[Dataset rows on where objects appear]
+++++

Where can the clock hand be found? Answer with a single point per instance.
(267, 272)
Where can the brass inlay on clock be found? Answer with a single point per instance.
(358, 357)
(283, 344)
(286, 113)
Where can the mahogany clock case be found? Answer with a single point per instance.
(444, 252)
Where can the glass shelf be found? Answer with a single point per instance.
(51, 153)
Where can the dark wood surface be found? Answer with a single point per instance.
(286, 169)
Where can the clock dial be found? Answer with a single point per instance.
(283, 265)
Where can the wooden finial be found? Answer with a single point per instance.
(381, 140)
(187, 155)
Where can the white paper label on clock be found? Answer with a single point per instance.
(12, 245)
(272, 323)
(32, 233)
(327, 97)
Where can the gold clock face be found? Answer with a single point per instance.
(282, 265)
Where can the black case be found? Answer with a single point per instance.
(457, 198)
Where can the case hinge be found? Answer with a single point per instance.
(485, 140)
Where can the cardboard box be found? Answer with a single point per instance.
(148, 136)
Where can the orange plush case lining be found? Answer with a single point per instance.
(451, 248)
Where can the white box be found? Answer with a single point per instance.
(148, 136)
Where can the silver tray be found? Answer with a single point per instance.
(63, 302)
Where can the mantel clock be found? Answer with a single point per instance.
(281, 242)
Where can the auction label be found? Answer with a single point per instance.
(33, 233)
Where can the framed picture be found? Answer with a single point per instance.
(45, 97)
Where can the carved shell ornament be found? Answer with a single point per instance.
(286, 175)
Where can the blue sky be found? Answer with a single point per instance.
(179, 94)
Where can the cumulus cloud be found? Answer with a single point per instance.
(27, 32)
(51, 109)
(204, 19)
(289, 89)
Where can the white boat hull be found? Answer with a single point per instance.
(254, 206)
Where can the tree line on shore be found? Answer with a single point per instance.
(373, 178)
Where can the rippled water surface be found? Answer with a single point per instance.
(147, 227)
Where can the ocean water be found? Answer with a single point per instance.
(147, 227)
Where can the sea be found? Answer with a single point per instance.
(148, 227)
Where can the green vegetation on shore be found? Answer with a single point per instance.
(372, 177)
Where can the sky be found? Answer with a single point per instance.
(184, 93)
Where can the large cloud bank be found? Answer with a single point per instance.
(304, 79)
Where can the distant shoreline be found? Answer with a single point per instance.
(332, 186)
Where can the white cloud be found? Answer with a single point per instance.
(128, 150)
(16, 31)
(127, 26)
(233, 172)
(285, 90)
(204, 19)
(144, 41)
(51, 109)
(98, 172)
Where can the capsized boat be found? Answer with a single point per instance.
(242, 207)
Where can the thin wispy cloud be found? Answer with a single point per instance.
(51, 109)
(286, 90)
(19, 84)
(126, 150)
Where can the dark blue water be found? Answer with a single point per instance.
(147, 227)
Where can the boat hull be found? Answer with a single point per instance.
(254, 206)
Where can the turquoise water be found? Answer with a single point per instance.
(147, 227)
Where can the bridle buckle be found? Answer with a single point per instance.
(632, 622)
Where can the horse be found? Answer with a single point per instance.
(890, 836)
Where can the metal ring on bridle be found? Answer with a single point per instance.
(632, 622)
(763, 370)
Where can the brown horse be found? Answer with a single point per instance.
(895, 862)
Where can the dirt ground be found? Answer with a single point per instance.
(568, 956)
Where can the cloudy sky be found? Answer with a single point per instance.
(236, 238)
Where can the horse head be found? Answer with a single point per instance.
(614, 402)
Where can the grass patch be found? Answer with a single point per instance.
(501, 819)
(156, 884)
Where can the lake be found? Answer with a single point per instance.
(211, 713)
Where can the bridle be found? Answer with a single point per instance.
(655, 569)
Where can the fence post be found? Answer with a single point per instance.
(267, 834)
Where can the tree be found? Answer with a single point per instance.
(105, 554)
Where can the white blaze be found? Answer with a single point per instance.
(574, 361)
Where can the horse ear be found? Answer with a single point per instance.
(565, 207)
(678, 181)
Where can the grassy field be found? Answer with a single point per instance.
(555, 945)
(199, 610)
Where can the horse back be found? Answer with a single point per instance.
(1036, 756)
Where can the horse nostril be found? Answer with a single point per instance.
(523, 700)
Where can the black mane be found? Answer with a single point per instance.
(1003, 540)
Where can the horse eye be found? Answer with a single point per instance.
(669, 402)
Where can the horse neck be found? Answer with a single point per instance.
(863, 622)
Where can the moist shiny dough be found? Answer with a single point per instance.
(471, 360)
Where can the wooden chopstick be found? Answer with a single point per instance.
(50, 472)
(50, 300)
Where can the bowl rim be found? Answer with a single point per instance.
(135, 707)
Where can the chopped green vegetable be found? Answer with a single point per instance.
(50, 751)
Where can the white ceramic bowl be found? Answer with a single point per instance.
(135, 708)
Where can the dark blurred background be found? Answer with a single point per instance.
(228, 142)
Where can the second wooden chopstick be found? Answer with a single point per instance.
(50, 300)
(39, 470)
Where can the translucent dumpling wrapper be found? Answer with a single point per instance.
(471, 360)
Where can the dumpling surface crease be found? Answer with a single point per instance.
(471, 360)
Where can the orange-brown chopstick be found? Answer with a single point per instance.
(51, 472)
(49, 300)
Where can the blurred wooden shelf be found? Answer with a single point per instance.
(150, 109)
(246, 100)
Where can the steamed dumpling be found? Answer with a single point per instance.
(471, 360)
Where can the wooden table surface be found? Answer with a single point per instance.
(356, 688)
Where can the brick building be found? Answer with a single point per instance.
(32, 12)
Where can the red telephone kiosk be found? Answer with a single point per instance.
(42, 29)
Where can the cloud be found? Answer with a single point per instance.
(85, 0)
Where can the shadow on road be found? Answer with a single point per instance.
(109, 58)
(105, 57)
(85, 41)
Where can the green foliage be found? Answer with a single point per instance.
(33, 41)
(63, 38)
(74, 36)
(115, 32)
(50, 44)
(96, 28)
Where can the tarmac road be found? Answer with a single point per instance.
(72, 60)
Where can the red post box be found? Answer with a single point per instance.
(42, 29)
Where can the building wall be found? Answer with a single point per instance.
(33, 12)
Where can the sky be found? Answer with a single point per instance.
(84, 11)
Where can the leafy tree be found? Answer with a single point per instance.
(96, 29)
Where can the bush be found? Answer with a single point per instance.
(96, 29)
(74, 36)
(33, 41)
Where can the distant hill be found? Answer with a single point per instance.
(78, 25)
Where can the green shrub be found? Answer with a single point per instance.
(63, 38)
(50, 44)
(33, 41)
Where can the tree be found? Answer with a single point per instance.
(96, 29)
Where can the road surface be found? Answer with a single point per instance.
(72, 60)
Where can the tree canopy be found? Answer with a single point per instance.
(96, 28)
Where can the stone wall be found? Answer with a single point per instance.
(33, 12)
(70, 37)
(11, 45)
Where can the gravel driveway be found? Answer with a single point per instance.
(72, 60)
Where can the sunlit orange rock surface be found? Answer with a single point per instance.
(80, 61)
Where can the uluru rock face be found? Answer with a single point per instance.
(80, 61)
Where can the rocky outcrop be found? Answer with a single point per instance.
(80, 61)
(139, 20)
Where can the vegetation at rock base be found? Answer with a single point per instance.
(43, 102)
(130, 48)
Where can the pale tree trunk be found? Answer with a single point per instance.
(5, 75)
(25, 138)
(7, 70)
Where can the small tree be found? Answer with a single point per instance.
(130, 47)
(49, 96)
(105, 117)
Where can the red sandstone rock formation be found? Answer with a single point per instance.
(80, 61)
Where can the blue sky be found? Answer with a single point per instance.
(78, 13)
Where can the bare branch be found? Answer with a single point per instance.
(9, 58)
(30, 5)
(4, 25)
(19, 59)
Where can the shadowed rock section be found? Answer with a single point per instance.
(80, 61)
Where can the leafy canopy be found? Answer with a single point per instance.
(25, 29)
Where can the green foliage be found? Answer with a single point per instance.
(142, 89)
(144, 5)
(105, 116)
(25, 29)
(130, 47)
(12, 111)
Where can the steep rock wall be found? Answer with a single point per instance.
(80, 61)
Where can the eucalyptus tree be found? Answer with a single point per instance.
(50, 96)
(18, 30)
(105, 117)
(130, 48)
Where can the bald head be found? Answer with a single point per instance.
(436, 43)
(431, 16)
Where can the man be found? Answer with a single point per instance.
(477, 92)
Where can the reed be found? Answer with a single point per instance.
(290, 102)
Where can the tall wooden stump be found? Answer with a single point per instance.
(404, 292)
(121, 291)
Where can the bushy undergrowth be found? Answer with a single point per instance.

+++++

■ WHAT YOU SHOULD DO:
Set down, unchanged, the line that contains "Where can the vegetation" together with every later line in the records, through the last one.

■ COMPLETE ANSWER:
Where can the vegetation at rock base be found? Answer with a single point per instance.
(43, 102)
(130, 48)
Where can the pale tree trunk be found? Answer with a single point per instance.
(5, 75)
(25, 138)
(7, 70)
Where can the small tree be found? Answer with a single point per instance.
(130, 47)
(49, 96)
(105, 117)
Where can the red sandstone rock formation be found? Answer with a single point per instance.
(80, 61)
Where can the blue sky be found? Answer with a single point per instance.
(78, 13)
Where can the bare branch be found? Answer with a single point per instance.
(9, 58)
(30, 5)
(4, 25)
(19, 59)
Where can the shadowed rock section be found? Answer with a single point per instance.
(80, 61)
Where can the leafy canopy be found? Answer with a single point per instance.
(25, 29)
Where can the green foliage be found? Answer with a single point per instance.
(142, 89)
(144, 5)
(105, 116)
(25, 29)
(130, 47)
(12, 111)
Where can the steep rock wall be found? Answer with a single point per instance.
(80, 61)
Where can the eucalyptus tree be found? Answer with a single point per instance.
(50, 96)
(18, 30)
(105, 117)
(130, 48)
Where can the bald head be found? Answer with a single point per instance.
(436, 43)
(431, 16)
Where can the man be found? Answer with a single point per instance.
(477, 92)
Where can the reed be found? Answer with a single point per instance.
(290, 102)
Where can the tall wooden stump be found? Answer with a single point per instance.
(404, 292)
(121, 291)
Where can the bushy undergrowth be found? Answer with a single point per instance.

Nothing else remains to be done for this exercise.